**MATERIAL:**

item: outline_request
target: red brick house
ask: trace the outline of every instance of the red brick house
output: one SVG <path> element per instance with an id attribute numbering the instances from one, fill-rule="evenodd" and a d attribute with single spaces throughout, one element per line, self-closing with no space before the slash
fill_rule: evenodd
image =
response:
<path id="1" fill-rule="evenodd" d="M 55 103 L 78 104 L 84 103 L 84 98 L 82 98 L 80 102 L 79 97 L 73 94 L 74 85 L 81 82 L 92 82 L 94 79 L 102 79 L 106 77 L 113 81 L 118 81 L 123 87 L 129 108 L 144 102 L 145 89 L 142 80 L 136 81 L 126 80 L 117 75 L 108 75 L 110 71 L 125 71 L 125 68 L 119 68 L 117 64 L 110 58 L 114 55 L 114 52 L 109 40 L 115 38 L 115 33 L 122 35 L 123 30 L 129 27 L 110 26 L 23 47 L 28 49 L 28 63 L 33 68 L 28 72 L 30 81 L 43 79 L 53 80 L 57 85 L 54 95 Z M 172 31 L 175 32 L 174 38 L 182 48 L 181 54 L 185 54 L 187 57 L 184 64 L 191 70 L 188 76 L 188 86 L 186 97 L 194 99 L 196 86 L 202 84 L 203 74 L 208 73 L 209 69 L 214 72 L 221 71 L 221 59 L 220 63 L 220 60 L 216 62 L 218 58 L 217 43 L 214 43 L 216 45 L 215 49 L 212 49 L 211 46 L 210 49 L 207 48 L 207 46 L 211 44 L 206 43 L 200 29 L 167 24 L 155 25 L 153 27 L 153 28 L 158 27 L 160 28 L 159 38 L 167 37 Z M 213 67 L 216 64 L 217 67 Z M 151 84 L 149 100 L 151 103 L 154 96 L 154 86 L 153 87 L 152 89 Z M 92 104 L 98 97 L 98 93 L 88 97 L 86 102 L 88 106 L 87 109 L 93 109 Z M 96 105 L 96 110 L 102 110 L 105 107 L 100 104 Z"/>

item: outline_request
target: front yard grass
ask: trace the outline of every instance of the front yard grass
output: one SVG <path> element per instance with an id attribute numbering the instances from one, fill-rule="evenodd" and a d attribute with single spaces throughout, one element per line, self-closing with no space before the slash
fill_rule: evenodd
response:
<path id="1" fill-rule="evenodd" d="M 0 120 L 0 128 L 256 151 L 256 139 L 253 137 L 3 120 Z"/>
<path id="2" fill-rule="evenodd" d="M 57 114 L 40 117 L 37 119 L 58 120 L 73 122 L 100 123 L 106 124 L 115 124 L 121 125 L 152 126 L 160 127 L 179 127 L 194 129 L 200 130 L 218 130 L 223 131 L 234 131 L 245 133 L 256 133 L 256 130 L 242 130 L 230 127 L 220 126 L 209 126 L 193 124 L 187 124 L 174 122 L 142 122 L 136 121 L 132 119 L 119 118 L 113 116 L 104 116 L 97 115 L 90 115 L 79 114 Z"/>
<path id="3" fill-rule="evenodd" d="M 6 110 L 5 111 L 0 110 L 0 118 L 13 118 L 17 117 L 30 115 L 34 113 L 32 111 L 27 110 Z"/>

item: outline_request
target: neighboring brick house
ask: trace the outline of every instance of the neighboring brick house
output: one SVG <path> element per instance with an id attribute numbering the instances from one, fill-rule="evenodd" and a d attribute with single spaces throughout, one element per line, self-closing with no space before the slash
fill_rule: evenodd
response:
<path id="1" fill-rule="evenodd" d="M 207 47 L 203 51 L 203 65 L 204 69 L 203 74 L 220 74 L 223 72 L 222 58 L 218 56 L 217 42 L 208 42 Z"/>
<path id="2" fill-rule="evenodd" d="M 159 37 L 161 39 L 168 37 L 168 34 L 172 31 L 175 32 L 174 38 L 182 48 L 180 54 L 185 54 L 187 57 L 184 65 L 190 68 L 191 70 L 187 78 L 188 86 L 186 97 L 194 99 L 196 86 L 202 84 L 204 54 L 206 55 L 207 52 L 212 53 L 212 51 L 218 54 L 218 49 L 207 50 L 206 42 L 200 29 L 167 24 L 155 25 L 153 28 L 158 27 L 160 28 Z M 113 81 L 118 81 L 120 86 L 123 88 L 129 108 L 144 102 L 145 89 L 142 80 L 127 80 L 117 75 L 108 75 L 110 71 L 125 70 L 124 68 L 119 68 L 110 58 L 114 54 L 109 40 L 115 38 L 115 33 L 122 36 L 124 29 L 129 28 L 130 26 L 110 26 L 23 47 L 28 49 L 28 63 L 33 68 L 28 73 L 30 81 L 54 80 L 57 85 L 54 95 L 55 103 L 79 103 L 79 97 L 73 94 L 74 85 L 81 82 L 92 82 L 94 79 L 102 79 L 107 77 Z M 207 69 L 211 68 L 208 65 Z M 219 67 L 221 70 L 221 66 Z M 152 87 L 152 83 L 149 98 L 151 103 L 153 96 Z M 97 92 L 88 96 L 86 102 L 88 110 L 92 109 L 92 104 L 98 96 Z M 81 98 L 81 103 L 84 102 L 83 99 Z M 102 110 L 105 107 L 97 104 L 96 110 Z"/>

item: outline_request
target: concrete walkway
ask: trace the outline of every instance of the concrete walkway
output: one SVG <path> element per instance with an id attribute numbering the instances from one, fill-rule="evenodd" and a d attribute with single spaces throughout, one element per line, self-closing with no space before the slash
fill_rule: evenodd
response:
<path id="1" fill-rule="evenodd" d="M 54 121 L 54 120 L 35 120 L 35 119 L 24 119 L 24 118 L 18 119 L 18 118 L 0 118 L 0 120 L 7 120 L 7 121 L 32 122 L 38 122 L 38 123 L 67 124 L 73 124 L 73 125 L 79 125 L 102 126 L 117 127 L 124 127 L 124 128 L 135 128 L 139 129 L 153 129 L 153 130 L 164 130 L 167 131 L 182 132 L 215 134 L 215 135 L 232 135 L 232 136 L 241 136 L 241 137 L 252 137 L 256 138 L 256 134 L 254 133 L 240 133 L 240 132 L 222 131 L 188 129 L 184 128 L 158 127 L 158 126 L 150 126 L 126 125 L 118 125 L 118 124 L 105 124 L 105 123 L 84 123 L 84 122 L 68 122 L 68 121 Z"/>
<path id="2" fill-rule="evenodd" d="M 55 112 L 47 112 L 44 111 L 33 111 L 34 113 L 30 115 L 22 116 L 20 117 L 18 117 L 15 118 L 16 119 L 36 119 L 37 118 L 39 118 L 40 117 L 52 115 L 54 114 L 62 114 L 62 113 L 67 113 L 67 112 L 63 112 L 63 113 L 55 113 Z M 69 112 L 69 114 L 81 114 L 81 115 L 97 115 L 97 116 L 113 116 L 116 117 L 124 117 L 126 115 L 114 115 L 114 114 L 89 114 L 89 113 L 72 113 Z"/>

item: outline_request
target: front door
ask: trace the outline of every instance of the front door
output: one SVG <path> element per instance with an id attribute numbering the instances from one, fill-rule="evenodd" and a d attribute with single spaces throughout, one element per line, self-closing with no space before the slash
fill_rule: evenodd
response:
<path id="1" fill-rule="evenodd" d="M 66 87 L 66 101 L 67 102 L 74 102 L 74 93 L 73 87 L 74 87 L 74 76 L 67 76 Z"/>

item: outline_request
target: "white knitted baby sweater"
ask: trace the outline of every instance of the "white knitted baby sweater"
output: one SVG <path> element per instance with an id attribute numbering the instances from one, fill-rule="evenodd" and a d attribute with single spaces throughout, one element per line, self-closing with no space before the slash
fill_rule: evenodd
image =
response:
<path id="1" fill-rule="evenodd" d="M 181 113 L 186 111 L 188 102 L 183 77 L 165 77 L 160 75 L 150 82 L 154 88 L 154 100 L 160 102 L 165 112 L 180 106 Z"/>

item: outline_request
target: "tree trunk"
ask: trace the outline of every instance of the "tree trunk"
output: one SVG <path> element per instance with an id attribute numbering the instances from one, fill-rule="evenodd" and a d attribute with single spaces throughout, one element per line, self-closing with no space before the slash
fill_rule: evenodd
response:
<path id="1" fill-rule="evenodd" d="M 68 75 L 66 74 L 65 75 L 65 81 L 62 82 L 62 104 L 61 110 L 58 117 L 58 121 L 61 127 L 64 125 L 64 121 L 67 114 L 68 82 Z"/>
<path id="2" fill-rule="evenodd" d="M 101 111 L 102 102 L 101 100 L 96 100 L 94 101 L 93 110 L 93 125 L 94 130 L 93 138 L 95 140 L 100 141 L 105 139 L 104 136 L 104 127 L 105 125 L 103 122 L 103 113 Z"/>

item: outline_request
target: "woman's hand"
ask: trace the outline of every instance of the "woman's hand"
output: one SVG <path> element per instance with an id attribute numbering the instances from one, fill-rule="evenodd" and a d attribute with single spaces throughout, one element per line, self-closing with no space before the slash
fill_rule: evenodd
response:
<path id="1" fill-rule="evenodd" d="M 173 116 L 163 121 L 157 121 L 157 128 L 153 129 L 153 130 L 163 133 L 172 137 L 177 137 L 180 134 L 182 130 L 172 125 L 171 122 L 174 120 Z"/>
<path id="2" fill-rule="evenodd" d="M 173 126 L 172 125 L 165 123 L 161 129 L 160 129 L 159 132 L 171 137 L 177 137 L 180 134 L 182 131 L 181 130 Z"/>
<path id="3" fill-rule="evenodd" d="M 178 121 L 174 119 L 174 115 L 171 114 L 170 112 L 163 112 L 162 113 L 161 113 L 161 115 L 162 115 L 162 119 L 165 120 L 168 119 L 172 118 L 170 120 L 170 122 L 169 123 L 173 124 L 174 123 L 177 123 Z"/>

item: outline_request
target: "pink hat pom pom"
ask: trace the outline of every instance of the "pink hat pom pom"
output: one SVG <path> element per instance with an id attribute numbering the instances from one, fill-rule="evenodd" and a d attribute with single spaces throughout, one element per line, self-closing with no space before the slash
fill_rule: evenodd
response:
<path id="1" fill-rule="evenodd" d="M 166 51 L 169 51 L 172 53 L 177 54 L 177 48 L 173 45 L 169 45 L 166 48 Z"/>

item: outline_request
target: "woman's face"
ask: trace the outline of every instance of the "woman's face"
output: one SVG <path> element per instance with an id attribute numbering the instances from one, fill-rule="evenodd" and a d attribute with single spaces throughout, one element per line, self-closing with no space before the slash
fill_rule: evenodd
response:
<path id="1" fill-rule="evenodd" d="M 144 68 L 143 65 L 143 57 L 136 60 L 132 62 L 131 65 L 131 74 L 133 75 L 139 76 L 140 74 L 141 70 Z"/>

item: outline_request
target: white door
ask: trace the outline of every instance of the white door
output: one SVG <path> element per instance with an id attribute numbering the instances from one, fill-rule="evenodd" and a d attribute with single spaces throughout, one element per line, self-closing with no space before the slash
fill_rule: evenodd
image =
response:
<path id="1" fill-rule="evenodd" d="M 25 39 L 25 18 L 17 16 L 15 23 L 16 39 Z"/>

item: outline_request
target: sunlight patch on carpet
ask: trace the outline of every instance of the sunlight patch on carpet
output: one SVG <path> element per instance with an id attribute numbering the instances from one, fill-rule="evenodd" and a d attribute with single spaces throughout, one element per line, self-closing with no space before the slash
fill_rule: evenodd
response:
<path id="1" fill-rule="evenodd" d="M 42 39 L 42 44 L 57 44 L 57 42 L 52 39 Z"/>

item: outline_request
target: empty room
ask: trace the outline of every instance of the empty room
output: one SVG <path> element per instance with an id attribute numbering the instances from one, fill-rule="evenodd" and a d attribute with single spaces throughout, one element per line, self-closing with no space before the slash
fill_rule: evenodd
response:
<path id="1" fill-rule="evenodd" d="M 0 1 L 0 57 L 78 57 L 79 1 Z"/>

**YOUR GOAL:** Reproduce the material from its first line through the line containing "55 103 L 78", both included, with the request lines left unchanged. In the responses, multiply every outline coordinate by 0.5 and round to whole numbers, with halves rounded up.

**RESPONSE BELOW:**
item: outline_request
target: red brick house
ask: trace the outline of every instance of the red brick house
output: one SVG <path> element per instance with an id attribute numbering the instances from one, fill-rule="evenodd" and a d attribute with single spaces throughout, one element per line, self-closing with no space before the slash
fill_rule: evenodd
image =
response:
<path id="1" fill-rule="evenodd" d="M 28 52 L 39 52 L 42 52 L 42 49 L 41 49 L 40 51 L 40 49 L 37 47 L 37 43 L 41 41 L 46 41 L 47 40 L 51 40 L 53 39 L 57 41 L 59 41 L 62 44 L 65 54 L 72 51 L 73 45 L 71 40 L 68 41 L 63 40 L 59 38 L 54 38 L 55 36 L 63 36 L 63 34 L 60 34 L 59 32 L 55 29 L 57 28 L 57 26 L 55 20 L 58 19 L 58 17 L 61 18 L 62 15 L 65 14 L 55 13 L 12 24 L 14 25 L 14 32 L 17 34 L 14 36 L 15 41 L 22 40 L 27 40 L 29 43 L 27 48 Z M 86 16 L 88 16 L 87 19 L 91 24 L 91 27 L 93 27 L 94 29 L 92 32 L 96 35 L 94 38 L 94 43 L 93 49 L 97 50 L 98 43 L 101 42 L 102 37 L 104 37 L 105 35 L 107 36 L 111 36 L 111 30 L 110 32 L 110 30 L 108 31 L 109 29 L 109 22 L 107 22 L 108 23 L 108 25 L 106 25 L 106 23 L 105 25 L 104 24 L 104 23 L 106 22 L 103 22 L 100 15 L 84 12 L 78 13 L 77 14 L 77 14 L 79 14 L 80 14 L 80 19 L 84 19 Z M 107 34 L 108 32 L 109 34 Z M 76 42 L 75 50 L 76 52 L 77 48 L 77 43 L 77 44 L 76 45 Z M 46 52 L 49 49 L 49 47 L 44 49 L 43 51 L 44 53 L 44 55 L 47 55 Z M 48 53 L 48 55 L 51 55 L 53 54 L 50 52 Z"/>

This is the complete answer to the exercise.